• [PROBLEM TO SOLVE] Scan the lines below and report each one containing "Where" by copying it.

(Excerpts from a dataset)
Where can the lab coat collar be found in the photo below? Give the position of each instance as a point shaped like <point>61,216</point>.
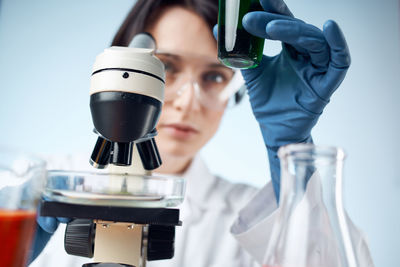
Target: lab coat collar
<point>199,182</point>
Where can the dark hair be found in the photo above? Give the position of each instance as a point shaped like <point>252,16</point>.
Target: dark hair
<point>145,12</point>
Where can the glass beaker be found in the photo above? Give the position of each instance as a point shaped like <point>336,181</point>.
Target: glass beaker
<point>311,228</point>
<point>236,47</point>
<point>21,183</point>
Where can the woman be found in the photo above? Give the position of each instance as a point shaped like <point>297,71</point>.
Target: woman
<point>314,63</point>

• [RESPONSE TO THE TASK]
Where can the lab coat collar be found in the photo below? Give the position of each instance as a point shaped like <point>61,216</point>.
Where can the dark hair be found in the photo above? Give the position of each instance as a point shaped like <point>252,16</point>.
Where can the glass beaker be found in the photo above? Give the position of each instance as a point shaped like <point>336,181</point>.
Where can the woman be found in the photo above? Give the position of each instance as a point shaped like <point>297,71</point>.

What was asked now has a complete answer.